» WHAT THE TASK REQUIRES
In the entries below, rewrite everything from the line containing "Where can the car windshield" down to the line containing "<point>33,83</point>", changing "roadway" to "street" and leaving all else as it is. Give only those lines.

++++ GIVEN DATA

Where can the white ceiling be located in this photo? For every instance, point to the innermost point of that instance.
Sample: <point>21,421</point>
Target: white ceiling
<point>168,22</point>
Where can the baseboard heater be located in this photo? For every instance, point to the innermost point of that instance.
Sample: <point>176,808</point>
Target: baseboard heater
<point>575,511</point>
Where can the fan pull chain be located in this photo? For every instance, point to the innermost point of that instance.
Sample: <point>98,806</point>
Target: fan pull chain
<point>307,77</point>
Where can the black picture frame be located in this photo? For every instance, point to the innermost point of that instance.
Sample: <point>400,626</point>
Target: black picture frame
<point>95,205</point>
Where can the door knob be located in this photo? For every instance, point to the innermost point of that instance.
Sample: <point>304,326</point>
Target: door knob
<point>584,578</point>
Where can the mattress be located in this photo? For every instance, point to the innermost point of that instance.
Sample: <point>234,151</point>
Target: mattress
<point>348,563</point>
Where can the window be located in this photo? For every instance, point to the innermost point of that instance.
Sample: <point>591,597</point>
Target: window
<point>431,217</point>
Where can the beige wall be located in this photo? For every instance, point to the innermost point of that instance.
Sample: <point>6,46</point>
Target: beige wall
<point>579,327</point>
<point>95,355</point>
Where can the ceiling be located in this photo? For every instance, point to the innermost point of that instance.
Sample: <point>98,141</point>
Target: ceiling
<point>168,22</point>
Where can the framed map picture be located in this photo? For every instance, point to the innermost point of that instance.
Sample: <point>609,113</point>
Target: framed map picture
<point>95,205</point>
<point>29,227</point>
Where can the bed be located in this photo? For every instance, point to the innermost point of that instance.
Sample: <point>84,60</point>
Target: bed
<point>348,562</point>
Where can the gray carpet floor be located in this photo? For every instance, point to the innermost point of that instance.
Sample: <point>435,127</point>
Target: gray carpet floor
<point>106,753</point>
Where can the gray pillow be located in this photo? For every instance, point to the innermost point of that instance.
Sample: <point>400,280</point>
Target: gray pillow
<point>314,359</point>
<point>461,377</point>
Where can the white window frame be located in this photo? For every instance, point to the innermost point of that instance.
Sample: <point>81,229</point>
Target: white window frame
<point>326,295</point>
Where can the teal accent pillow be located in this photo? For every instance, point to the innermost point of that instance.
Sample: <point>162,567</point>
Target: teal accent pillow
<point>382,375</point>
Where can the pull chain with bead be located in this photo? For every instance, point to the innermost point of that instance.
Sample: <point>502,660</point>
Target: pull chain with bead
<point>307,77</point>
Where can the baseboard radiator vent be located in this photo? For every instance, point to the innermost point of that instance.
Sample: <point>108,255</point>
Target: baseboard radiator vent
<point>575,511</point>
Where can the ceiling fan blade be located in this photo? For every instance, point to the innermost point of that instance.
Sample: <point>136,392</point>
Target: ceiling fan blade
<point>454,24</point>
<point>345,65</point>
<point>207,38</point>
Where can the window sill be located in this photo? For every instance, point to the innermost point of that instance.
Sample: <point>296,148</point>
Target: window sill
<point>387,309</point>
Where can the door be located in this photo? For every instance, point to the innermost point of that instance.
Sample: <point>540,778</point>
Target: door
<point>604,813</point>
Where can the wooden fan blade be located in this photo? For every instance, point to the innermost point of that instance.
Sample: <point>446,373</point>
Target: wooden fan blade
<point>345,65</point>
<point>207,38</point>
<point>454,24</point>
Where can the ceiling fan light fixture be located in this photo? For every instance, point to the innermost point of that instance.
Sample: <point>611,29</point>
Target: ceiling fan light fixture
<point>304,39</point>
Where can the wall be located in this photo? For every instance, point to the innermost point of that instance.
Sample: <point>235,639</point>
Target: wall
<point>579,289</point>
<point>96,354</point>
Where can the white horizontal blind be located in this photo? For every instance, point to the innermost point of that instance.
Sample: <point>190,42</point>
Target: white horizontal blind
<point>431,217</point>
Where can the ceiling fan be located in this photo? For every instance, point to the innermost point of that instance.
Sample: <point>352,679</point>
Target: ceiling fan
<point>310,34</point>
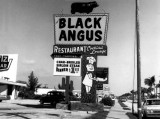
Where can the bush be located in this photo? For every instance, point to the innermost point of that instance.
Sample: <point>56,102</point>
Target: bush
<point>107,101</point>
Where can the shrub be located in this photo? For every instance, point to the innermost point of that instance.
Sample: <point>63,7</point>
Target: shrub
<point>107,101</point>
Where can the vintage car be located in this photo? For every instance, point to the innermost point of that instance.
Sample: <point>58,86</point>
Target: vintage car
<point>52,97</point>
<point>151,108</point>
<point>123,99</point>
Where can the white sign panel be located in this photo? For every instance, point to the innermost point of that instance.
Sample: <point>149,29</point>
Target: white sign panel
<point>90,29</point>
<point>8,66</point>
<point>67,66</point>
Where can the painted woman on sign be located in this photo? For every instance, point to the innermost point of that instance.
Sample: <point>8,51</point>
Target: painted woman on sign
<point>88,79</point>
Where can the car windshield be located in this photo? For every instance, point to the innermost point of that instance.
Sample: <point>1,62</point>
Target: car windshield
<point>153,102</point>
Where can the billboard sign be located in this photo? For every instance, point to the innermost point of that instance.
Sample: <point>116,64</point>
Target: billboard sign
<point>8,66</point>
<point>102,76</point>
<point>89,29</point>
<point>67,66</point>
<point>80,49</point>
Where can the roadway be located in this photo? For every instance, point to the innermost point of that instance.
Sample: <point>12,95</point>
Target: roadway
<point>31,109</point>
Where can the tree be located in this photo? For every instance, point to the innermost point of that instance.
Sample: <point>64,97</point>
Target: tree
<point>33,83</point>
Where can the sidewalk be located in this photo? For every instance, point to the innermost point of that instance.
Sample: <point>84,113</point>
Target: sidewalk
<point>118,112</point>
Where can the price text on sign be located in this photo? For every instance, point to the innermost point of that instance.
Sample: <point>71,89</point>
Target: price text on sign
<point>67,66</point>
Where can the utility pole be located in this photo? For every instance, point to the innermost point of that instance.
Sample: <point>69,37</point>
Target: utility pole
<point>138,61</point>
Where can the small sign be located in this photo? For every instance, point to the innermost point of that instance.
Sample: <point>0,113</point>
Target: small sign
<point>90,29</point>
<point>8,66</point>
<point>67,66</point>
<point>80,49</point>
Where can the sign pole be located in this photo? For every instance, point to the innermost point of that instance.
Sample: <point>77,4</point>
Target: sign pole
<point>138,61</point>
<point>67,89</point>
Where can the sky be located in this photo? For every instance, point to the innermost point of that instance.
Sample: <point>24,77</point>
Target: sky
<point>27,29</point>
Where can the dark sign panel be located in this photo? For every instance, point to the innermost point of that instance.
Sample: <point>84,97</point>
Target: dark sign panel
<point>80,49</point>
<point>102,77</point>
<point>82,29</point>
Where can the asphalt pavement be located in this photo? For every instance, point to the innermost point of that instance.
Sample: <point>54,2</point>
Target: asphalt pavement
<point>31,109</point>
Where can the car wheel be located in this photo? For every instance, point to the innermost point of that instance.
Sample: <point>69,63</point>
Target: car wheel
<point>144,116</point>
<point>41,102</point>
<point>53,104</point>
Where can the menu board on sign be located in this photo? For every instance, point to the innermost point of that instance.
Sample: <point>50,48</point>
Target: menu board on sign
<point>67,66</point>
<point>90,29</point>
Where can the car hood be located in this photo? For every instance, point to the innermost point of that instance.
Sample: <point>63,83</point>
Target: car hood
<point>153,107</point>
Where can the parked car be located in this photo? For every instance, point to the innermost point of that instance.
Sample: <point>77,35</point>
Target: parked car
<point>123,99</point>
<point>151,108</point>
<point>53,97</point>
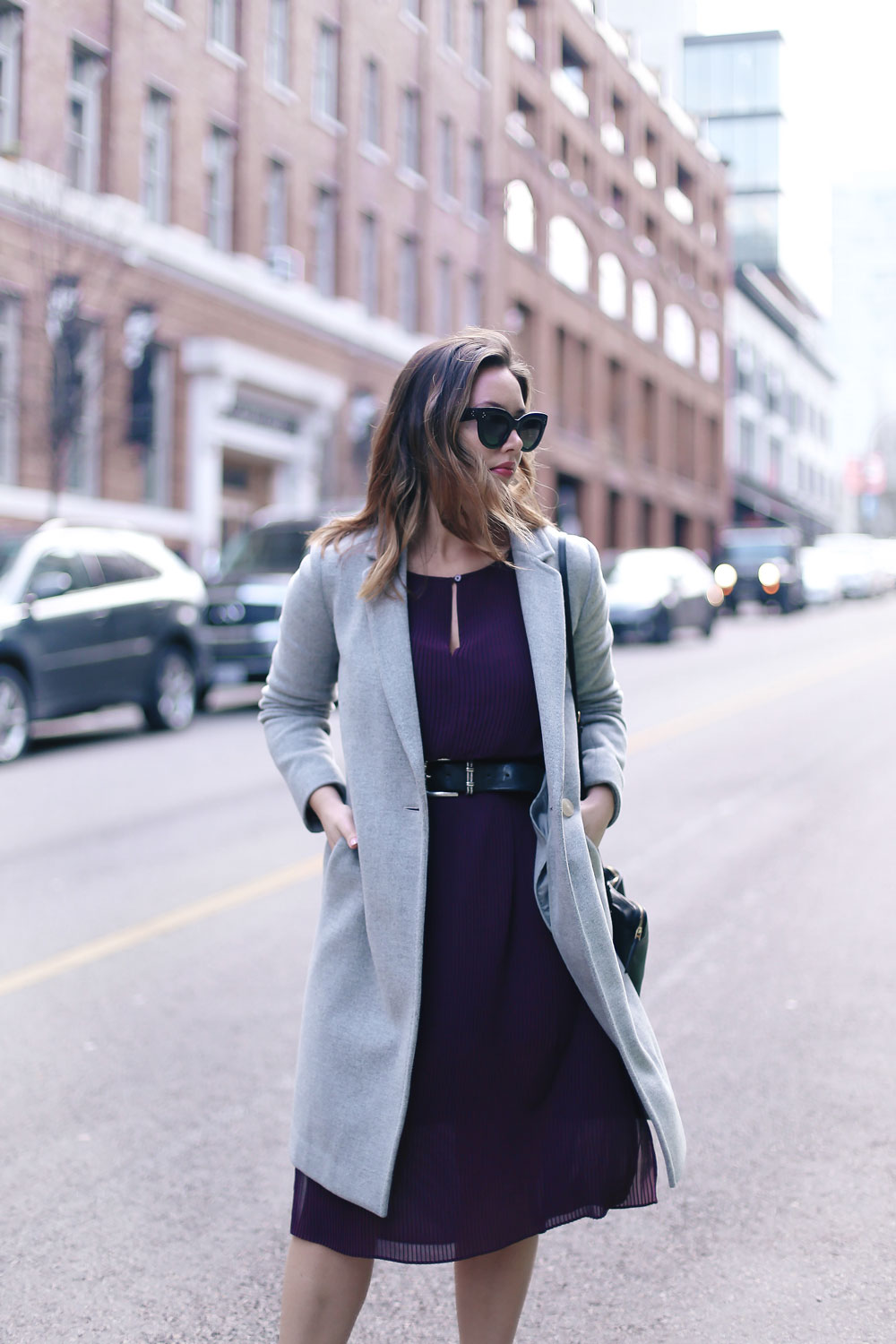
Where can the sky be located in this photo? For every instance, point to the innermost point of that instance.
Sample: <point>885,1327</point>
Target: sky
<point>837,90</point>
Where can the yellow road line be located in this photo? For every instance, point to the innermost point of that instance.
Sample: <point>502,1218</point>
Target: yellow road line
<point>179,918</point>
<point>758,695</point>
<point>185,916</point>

++++++++

» SOLUTION TO THIS TASK
Where can the car windshield be located in this photo? For every instance, point to the innermost point of that instance.
Sample: <point>1,62</point>
Target: car windshield
<point>153,102</point>
Where can the billboard sign be located in this photo? For every instance, point to the innermost point of that instance.
Sample: <point>116,64</point>
Target: billboard sign
<point>8,66</point>
<point>102,76</point>
<point>89,29</point>
<point>67,66</point>
<point>80,49</point>
Where can the street be located in this photo? For every instance, point to the innermost point of that instance.
Sample: <point>12,95</point>
Target: street
<point>31,109</point>
Where can the tree be located in this photo? For every instance, point to the innermost point of that instance.
Sample: <point>64,97</point>
Target: tree
<point>33,83</point>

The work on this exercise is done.